[Dataset items]

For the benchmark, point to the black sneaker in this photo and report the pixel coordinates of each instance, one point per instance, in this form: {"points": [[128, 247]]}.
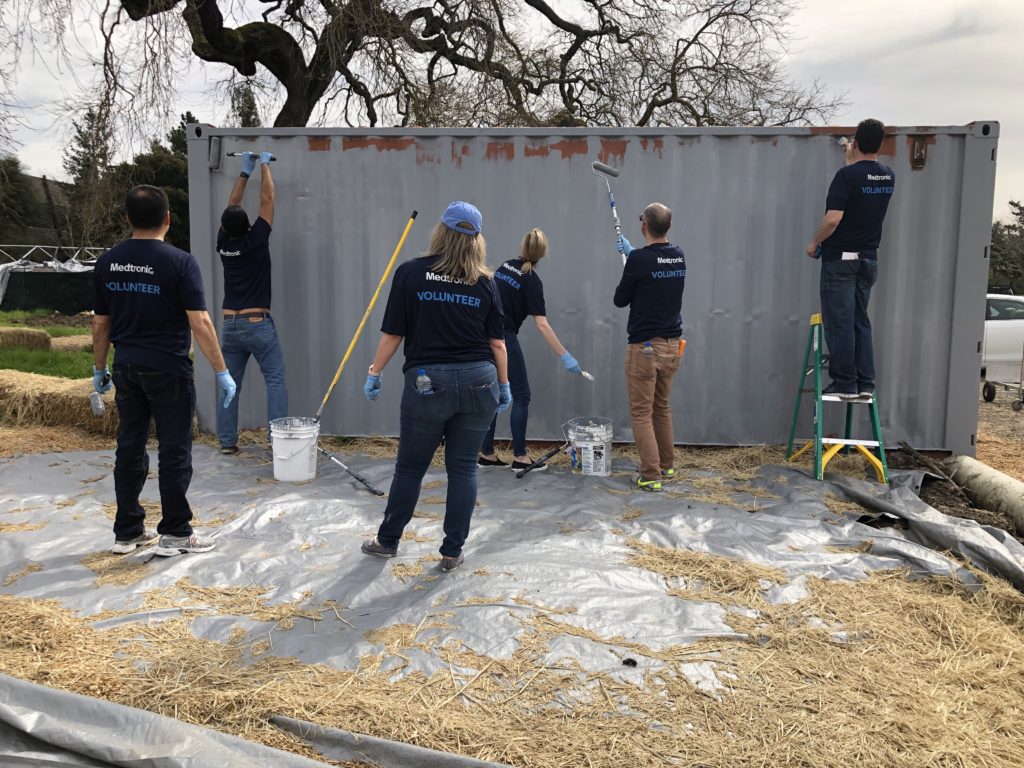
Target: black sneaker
{"points": [[481, 462], [516, 466], [373, 547], [843, 394], [449, 564], [651, 486]]}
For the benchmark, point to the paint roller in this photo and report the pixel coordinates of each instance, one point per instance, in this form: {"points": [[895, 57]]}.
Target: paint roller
{"points": [[603, 171]]}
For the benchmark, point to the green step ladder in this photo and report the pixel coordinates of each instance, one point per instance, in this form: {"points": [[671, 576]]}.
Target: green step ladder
{"points": [[822, 455]]}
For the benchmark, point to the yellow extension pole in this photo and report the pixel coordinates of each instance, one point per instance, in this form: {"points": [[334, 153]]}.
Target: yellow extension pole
{"points": [[366, 314]]}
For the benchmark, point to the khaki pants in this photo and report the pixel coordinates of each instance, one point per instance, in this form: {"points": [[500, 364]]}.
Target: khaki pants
{"points": [[648, 382]]}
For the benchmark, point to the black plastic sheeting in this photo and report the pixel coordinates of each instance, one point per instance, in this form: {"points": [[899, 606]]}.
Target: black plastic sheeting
{"points": [[294, 539]]}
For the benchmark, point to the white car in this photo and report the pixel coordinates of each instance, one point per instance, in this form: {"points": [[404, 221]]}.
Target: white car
{"points": [[1004, 344]]}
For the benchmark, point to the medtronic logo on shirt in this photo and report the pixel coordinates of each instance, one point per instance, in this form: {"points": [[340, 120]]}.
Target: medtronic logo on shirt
{"points": [[451, 298], [131, 268], [443, 279], [509, 279]]}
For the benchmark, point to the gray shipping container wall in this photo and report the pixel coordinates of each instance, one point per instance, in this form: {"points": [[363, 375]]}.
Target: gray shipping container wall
{"points": [[745, 202]]}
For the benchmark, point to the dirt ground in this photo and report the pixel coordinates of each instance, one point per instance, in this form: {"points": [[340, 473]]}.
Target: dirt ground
{"points": [[999, 444]]}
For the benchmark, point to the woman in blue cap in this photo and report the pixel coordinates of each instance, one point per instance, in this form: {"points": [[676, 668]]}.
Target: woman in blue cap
{"points": [[522, 295], [445, 307]]}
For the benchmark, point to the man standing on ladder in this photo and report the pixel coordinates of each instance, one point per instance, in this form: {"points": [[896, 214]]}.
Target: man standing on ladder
{"points": [[651, 287], [847, 242], [249, 330]]}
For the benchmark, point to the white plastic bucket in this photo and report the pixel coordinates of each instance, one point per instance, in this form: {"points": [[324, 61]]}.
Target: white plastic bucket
{"points": [[590, 441], [293, 440]]}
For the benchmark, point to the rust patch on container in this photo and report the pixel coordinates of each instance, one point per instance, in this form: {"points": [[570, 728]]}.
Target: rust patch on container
{"points": [[381, 143], [459, 153], [427, 154], [612, 147], [536, 148], [916, 151], [657, 146], [568, 146], [500, 151]]}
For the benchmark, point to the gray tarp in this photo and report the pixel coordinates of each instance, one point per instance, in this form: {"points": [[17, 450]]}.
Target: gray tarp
{"points": [[294, 539]]}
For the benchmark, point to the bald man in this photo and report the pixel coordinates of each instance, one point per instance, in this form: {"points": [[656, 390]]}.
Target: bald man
{"points": [[652, 284]]}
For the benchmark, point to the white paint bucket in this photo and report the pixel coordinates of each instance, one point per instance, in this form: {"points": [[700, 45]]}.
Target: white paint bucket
{"points": [[590, 445], [293, 440]]}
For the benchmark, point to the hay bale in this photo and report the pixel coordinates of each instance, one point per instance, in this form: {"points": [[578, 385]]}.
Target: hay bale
{"points": [[47, 400], [72, 343], [24, 338]]}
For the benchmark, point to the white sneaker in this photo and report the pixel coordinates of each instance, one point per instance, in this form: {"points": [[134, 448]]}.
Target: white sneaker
{"points": [[171, 546], [127, 546]]}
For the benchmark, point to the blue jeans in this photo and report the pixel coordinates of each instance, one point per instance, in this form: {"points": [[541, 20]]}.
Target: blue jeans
{"points": [[519, 413], [846, 289], [143, 395], [460, 409], [259, 339]]}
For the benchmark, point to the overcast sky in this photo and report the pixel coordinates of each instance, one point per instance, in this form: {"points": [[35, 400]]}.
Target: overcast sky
{"points": [[904, 61]]}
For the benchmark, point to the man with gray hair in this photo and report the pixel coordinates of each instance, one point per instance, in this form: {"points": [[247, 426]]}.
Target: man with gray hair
{"points": [[651, 287]]}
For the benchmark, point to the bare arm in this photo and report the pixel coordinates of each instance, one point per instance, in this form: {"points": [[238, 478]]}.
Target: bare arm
{"points": [[828, 223], [100, 340], [206, 338], [386, 348], [267, 194], [549, 335], [238, 192], [501, 359]]}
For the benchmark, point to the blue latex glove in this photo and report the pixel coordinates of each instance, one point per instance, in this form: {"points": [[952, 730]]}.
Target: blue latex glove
{"points": [[624, 246], [372, 389], [569, 361], [504, 397], [101, 380], [248, 163], [226, 385]]}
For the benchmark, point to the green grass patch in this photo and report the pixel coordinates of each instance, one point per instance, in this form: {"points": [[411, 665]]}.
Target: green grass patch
{"points": [[68, 365], [62, 330]]}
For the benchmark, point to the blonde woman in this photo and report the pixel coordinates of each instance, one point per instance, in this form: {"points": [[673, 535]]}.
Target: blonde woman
{"points": [[522, 295], [444, 306]]}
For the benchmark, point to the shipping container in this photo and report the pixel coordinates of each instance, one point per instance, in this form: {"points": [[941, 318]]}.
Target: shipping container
{"points": [[745, 202]]}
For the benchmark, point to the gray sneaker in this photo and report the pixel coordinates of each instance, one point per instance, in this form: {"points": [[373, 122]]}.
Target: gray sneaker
{"points": [[171, 546], [127, 546]]}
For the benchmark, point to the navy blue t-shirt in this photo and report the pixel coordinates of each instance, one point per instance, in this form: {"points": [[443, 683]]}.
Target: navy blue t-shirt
{"points": [[651, 287], [145, 286], [442, 320], [862, 192], [247, 266], [522, 293]]}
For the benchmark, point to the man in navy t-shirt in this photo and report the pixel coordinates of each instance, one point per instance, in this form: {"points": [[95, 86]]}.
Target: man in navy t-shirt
{"points": [[847, 242], [147, 301], [652, 284], [249, 330]]}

**Objective**
Transcribe the material as is, with images omitted.

**Result**
For the benchmark, point to the black sneaker in this photo and report the pixel coordinates of each instance, one point per instance, in this form: {"points": [[128, 247]]}.
Target: black sneaker
{"points": [[481, 462], [516, 466], [373, 547], [843, 394], [449, 564], [651, 486]]}
For the benchmark, point to the paint roller in this photo and report the pixel coordinates of each instance, one point per instance, in this form: {"points": [[895, 57]]}.
Target: paint roller
{"points": [[603, 171]]}
For the benchmark, point to the green step ladder in this photo and report the pixel coordinates of each instance, one point per instance, in this form: {"points": [[671, 576]]}.
Target: green step ladder
{"points": [[822, 455]]}
For the benchmark, point to the yellow extension pole in this photo and report the pixel coordinates of each instance, one point per instance, in this form: {"points": [[334, 153]]}.
Target: yellow extension pole
{"points": [[366, 314]]}
For the benchmark, point to the khaki pants in this photo and report the pixel coordinates of each instance, one point per instance, in this form: {"points": [[500, 364]]}.
Target: khaki pants
{"points": [[648, 382]]}
For the benchmark, point to the black plastic sheeting in this photo and report the pixel coordinates of each instance, one point per instance, in this form: {"points": [[899, 606]]}.
Target: black plastic sheeting
{"points": [[294, 539]]}
For the benchmark, point to the white car in this photo and report the pixel coordinates of each instance, one point per instance, in this form: {"points": [[404, 221]]}.
Target: white car
{"points": [[1004, 344]]}
For the benchmark, point to the medtronic logo on shirt in this photo and report the pixel coordinates of each instance, one point per instance, in this form: {"points": [[340, 120]]}.
Target: medtronic logo on shirt
{"points": [[451, 298], [131, 268], [443, 279], [509, 279]]}
For the benchmark, point to the gray shipping container wall in this photo and report the pixel coordinates of each instance, one point per instance, in this form: {"points": [[363, 375]]}.
Target: gray shipping container wall
{"points": [[745, 202]]}
For the benchmark, point to the dirt ground in this photo and report the pixel coordinates of each instance, one point per instance, in this form: {"points": [[340, 473]]}.
Target: dirt ground
{"points": [[999, 444]]}
For the benchmark, point to the woman in blue cap in this photo and report the pixel coordinates of each instance, one point per instance, in this form: {"points": [[676, 668]]}.
Target: woman in blue cap
{"points": [[522, 295], [445, 307]]}
For the benchmark, point to the man standing on ladder in this photo and report the pixel coordinates of each instance, one point per instance, in this form: {"points": [[896, 214]]}.
Target: man standing on ladder
{"points": [[651, 287], [847, 242], [249, 330]]}
For the benchmark, point to the white plastic bucket in this photo and report the pixel coordinates of each instance, one point per instance, in this form: {"points": [[324, 61]]}.
Target: white plastic bucket
{"points": [[590, 441], [293, 440]]}
For the benchmark, point to the rust patch on container in this photo and report the pixel coordinates of each instance, one point per instance, in this form: {"points": [[570, 728]]}.
Target: rust patch on container
{"points": [[381, 143], [459, 153], [427, 154], [612, 147], [536, 148], [916, 151], [657, 146], [568, 146], [500, 151]]}
For the benchmark, point to the gray tarp in this photo and report the pixel coordinates of each instance, one point per instance, in this form: {"points": [[17, 450]]}.
Target: gray tarp
{"points": [[294, 539]]}
For the benchmark, point to the bald man in this photo and report the pixel coordinates of each instance, one point per instance, in this form: {"points": [[656, 390]]}.
Target: bald man
{"points": [[652, 284]]}
For the benchmark, point to the white paint bucket in this photo and report the pixel coordinates of each instance, one point per instance, in this form: {"points": [[700, 45]]}.
Target: white paint bucket
{"points": [[590, 445], [293, 440]]}
For the benchmark, point to the hay bale in this photo and report the pixel coordinates of each instance, one point per instance, in this form: {"points": [[578, 385]]}.
Target: hay bale
{"points": [[47, 400], [72, 343], [24, 338]]}
For the benchmark, point to the white sneaker in this photo and report the pixel coordinates of each instance, one point per instance, in this form: {"points": [[134, 448]]}.
Target: white sneaker
{"points": [[171, 546], [127, 546]]}
For the benchmark, point to the blue jeans in this photo and report the pixel coordinates of each instance, one point per instance, in this form: {"points": [[541, 20]]}.
Target: blue jeans
{"points": [[519, 413], [846, 289], [143, 395], [460, 409], [259, 339]]}
For the benchmark, point to the overcast sky in this photo and report the pixel coordinates of each instance, one point per instance, in this form: {"points": [[35, 400]]}.
Target: overcast sky
{"points": [[904, 61]]}
For the benchmark, point to the man with gray hair in this photo and report the pixel coordinates of each instance, one point per instance, in this form: {"points": [[247, 426]]}.
Target: man with gray hair
{"points": [[651, 287]]}
For the benchmark, point to the bare arm in this photo and report the pixel coordinates of each instance, one point per instance, in this form: {"points": [[238, 478]]}.
Target: bare arm
{"points": [[828, 223], [100, 340], [206, 338], [386, 348], [267, 194], [549, 335], [238, 192], [501, 359]]}
For the benchmark, point to the blue latex glove in this photo and report the pixel coordinates of each instance, one point per instance, in this form: {"points": [[952, 730]]}.
Target: blue latex glove
{"points": [[624, 246], [372, 389], [569, 361], [504, 397], [101, 380], [248, 163], [226, 385]]}
For the benchmark, point to the green grass patch in this photo and report the pixel coordinates of each instance, one point per instance, in this form: {"points": [[411, 665]]}.
Target: green grass patch
{"points": [[68, 365], [62, 330]]}
For the benchmark, point to the blonde woman in this photo and report the pixel coordinates of each instance, one point per instance, in this form: {"points": [[673, 535]]}.
Target: blonde woman
{"points": [[522, 295], [444, 306]]}
For the benchmark, point to the shipping container in this photo and report the pixel coordinates of each instance, one point per instance, in this form: {"points": [[941, 318]]}.
Target: shipping container
{"points": [[745, 202]]}
For the benchmark, point to the gray sneaker in this photo and report the pixel coordinates of each instance, one point per instance, in this form: {"points": [[373, 122]]}.
Target: gray sneaker
{"points": [[171, 546], [127, 546]]}
For the benchmark, point to the navy blue t-shirt in this photo and report the pixel coordinates of each instance, one point per instance, in this form: {"points": [[443, 683]]}.
Target: navy blue t-shirt
{"points": [[651, 287], [145, 286], [442, 320], [862, 192], [247, 266], [522, 293]]}
For the benchmark, point to the man in navy t-shirt in this photo and report the pixel coordinates of each instance, one point per instance, in this form: {"points": [[95, 86]]}.
Target: man in navy t-shirt
{"points": [[847, 242], [147, 301], [652, 284], [249, 330]]}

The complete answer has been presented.